» EXTRACT
Andrea Chizoba "Chizzy" Akudolu  (born 7 October 1973) is a British actress.

Career 
In 2002, Akudolu was one of eight new comedy performers who won the BBC Talent Initiative, The Urban Sketch Showcase. All eight performed a comedy sketch show in front of BBC casting directors and producers at the Tabernacle Theatre in Notting Hill.  Her first television appearance was in the BBC sitcom 15 Storeys High. This was followed by a small role in EastEnders. She continued to work for the BBC in her first children's series called Stupid! and Roman's Empire. Credits also include Green Wing, Dustbin Baby for Kindle Entertainment and as a caricature of herself in the mockumentary The Most Unromantic Man in the World. Akudolu also played series regular Miss Kanouti in The Complete Guide to Parenting. She has continued to work for CBBC in programmes such as Nuzzle and Scratch, Scoop and Gigglebiz. In 2007, she toured with The Vagina Monologues for three months. In 2008, Akudolu played the housemate, Angel, in Dead Set, a satirical cross between Big Brother and zombies.  In 2009, she had a guest role in Hollyoaks Later and starred in the CBBC show Jinx in the lead role as the unconventional Fairy Godmother, Cookie. In 2010 Akudolu appeared in The Increasingly Poor Decisions of Todd Margaret, Twenty Twelve, The Inbetweeners, and as a semi-regular in the Channel 4 comedy Campus.

» RECORDS SHOWN
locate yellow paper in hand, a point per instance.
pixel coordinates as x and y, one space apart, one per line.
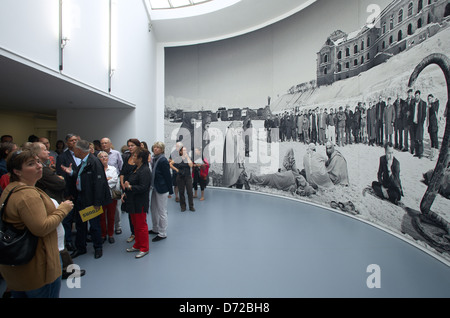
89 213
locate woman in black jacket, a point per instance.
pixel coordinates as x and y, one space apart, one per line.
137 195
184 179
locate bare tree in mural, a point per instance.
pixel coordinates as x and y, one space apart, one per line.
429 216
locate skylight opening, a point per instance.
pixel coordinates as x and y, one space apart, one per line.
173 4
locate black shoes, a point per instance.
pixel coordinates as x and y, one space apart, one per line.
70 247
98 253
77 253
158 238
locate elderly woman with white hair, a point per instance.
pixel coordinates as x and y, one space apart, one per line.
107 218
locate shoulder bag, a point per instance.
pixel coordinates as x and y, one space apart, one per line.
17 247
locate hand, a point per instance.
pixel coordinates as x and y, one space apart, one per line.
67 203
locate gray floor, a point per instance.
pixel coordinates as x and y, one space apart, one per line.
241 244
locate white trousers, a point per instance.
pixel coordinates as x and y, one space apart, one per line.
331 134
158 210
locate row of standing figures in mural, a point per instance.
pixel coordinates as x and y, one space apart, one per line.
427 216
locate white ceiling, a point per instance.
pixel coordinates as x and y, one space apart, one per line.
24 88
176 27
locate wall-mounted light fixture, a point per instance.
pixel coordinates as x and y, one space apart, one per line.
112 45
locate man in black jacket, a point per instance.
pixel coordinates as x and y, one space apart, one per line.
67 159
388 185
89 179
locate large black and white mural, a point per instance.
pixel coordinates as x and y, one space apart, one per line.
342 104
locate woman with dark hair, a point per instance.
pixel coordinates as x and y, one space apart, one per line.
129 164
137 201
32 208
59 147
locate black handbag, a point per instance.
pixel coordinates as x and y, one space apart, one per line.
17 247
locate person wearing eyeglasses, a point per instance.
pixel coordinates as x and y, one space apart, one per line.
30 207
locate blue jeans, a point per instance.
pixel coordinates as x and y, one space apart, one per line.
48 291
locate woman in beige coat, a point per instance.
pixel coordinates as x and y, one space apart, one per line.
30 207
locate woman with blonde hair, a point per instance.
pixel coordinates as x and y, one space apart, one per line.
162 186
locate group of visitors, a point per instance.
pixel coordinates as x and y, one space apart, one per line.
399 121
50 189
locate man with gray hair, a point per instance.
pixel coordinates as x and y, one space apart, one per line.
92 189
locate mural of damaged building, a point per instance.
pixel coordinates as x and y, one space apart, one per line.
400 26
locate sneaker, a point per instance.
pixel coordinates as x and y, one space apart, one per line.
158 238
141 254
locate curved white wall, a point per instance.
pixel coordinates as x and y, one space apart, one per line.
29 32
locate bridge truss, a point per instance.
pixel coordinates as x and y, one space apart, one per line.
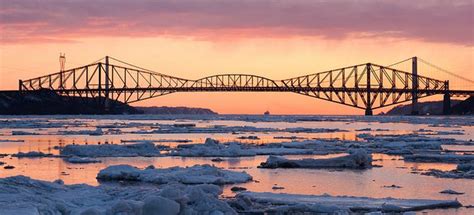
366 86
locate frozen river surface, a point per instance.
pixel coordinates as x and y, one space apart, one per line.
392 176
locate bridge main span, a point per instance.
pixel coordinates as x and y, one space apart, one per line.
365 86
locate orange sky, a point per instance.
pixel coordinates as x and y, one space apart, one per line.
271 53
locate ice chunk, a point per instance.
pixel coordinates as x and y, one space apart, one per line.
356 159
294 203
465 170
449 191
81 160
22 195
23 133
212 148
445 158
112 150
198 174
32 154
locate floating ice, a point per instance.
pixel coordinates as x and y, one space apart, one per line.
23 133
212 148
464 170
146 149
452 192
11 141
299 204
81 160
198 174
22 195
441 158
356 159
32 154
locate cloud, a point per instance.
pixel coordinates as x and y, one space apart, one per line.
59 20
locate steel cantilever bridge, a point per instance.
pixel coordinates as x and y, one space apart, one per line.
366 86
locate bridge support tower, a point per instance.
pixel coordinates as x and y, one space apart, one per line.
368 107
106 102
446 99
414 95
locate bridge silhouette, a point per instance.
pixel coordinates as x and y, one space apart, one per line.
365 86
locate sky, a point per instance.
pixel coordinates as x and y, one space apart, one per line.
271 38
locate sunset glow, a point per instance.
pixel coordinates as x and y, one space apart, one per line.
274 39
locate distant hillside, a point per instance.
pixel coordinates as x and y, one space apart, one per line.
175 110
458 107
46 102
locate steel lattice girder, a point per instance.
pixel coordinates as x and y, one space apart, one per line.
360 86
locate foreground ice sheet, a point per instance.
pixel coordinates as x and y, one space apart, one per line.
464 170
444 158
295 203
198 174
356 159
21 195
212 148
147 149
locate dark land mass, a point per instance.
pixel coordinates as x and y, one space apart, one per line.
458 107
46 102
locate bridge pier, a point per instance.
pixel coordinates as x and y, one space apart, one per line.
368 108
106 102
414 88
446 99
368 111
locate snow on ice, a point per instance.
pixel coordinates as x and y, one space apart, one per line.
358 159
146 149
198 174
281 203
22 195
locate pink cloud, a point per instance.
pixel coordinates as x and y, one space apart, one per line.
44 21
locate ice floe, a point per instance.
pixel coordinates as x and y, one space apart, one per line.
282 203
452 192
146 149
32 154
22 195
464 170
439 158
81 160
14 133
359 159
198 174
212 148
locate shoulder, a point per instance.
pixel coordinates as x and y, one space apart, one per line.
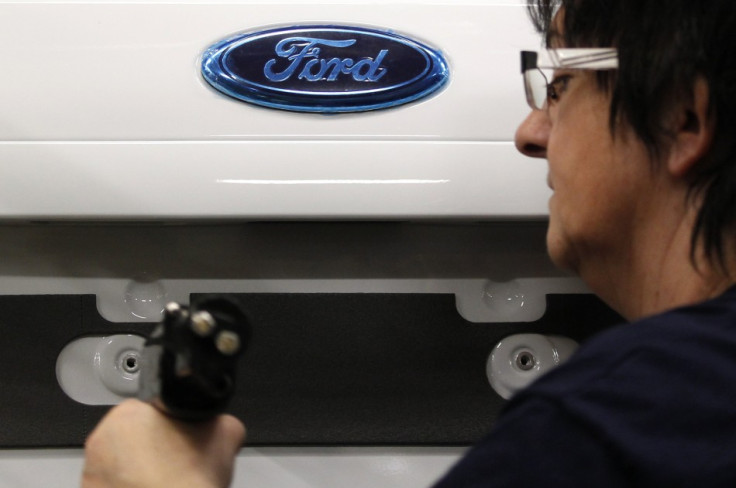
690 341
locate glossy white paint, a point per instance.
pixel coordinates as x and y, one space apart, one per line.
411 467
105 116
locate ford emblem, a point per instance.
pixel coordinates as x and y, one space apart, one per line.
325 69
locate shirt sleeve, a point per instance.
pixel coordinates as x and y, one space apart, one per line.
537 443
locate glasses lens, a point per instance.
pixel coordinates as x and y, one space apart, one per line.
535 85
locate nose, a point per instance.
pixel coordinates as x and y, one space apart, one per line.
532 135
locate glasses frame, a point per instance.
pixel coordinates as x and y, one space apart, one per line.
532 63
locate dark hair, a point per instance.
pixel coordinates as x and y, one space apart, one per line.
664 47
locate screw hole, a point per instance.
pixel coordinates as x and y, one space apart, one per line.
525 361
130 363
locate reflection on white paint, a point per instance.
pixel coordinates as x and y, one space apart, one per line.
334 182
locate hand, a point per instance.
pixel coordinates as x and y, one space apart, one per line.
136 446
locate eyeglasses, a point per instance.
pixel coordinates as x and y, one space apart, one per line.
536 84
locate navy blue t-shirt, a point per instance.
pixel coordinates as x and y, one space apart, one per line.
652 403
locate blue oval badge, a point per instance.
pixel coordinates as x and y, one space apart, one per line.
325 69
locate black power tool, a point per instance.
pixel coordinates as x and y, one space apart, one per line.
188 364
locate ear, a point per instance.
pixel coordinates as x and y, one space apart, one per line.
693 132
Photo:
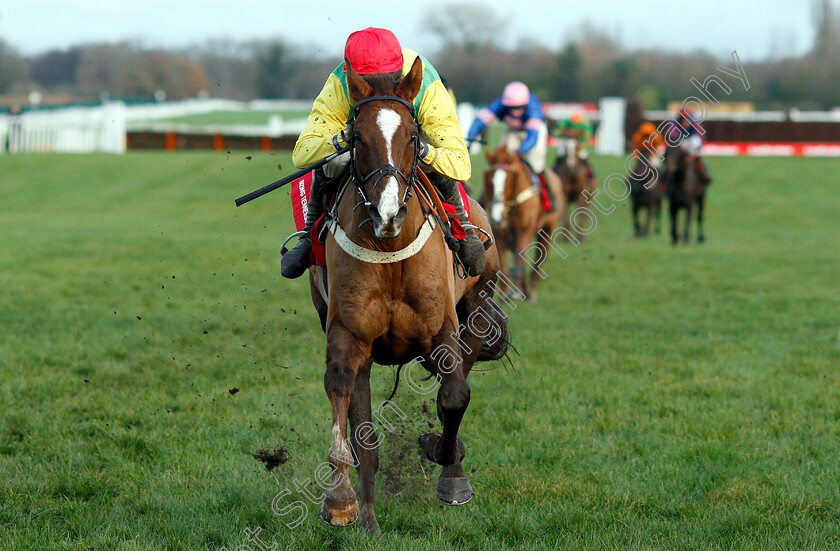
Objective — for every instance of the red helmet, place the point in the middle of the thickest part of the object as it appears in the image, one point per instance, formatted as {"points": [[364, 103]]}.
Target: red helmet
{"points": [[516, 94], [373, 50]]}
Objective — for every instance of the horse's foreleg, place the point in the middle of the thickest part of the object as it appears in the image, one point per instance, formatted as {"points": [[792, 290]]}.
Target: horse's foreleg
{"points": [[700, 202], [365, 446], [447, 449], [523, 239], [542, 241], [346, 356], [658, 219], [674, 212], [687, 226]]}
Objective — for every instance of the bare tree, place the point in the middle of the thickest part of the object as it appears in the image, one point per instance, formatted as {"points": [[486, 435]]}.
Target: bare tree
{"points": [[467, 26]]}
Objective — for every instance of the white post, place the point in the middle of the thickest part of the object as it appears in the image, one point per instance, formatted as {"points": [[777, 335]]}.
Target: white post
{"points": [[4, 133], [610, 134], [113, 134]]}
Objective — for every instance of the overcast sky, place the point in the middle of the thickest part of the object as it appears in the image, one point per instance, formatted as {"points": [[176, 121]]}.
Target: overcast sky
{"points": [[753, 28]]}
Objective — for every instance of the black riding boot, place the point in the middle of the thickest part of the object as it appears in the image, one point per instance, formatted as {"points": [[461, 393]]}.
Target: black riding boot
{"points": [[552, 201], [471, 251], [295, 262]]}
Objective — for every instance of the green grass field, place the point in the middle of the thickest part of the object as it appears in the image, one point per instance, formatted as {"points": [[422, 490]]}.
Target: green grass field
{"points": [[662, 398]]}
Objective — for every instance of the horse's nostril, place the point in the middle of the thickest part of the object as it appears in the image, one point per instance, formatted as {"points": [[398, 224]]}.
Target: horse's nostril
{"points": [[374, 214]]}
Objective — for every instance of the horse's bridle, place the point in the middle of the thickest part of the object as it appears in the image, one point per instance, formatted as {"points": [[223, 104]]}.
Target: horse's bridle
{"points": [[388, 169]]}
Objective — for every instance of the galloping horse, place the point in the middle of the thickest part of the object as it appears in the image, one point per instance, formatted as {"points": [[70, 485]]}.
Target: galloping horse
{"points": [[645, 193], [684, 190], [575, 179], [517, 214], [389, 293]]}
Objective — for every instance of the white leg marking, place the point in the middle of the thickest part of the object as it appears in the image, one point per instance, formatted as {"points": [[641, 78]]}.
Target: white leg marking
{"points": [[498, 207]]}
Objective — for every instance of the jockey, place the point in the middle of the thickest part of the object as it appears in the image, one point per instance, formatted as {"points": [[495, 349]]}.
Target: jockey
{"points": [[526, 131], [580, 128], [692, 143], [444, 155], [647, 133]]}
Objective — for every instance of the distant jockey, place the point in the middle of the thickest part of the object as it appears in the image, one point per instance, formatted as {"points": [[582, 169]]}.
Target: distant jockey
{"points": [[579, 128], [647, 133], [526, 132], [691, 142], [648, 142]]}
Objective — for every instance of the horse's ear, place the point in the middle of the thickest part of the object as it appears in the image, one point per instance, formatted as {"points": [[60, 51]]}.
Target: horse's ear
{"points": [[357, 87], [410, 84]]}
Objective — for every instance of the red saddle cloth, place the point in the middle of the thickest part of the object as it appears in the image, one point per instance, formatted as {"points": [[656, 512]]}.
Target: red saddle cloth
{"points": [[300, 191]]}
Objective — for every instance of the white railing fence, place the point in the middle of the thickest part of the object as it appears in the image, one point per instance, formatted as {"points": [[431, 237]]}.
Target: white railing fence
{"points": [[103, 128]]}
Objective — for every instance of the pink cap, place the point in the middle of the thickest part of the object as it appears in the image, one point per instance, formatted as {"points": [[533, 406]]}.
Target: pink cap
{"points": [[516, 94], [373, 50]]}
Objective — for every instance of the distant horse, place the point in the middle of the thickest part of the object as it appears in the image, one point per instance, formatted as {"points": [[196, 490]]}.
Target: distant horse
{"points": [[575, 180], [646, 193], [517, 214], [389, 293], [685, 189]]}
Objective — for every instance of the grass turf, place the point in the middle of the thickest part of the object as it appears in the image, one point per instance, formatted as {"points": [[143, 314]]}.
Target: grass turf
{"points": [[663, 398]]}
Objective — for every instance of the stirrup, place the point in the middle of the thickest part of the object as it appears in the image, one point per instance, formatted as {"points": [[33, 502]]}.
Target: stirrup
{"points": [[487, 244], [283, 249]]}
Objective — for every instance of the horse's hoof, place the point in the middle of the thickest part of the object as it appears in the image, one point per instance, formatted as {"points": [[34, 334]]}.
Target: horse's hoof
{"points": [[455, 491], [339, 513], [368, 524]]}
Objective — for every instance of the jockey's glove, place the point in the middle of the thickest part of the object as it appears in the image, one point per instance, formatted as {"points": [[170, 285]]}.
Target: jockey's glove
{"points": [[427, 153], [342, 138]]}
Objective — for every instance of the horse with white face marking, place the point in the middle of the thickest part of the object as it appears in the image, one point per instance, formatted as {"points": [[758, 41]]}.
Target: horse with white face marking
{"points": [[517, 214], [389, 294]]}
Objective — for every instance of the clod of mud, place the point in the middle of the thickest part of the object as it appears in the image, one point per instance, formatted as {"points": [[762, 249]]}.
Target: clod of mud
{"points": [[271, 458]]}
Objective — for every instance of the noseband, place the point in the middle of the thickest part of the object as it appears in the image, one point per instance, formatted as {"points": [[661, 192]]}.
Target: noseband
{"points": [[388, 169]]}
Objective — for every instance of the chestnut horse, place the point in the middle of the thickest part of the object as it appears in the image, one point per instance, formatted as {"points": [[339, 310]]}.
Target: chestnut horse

» WHAT YOU WILL DO
Continue the biography of Chizzy Akudolu from the point where it stops.

» EXERCISE RESPONSE
Since May 2012, Akudolu has played the role of the  surgeon Mo Effanga in Holby City. It has since been announced that Akudolu is departing Holby City after five years. She was nominated and won the award for "Best Newcomer" at the Black International Film Festival and Music Video & Screen Awards. She has also won the  Best Actress in the same year at BEFFTA Awards. She was nominated for the  "Emerging Talent" award at the 8th Annual Screen Nation Awards.

In 2017, Akudolu took part in Let's Sing and Dance for Comic Relief with a duo from Casualty. The trio performed "Uptown Funk" by Bruno Mars and came second place. In 2017, she took part in the fifteenth series of Strictly Come Dancing on BBC One. She was the first celebrity to be eliminated after a disappointing Foxtrot which lacked flow and the traditional format of the dance. Akudolu took part in The Weakest Link one-off celebrity episode for Children in Need. She was the strongest link in 5 out of the 6 rounds, and beat Rylan Clark-Neal in the final round to win, earning 1,130 pounds for Children in Need, which the programme doubled.

2018 saw Akudolu compete on Richard Osman's House of Games, televised on BBC Two, alongside Tom Allen, Charlie Higson, and Kate Williams. Having won one of the episodes in her week, she returned for a House of Champions special along with Miles Jupp, Amol Rajan and Ellie Taylor, broadcast in 2020.

In January 2019, Akudolu played Butterfly Brown in Death in Paradise.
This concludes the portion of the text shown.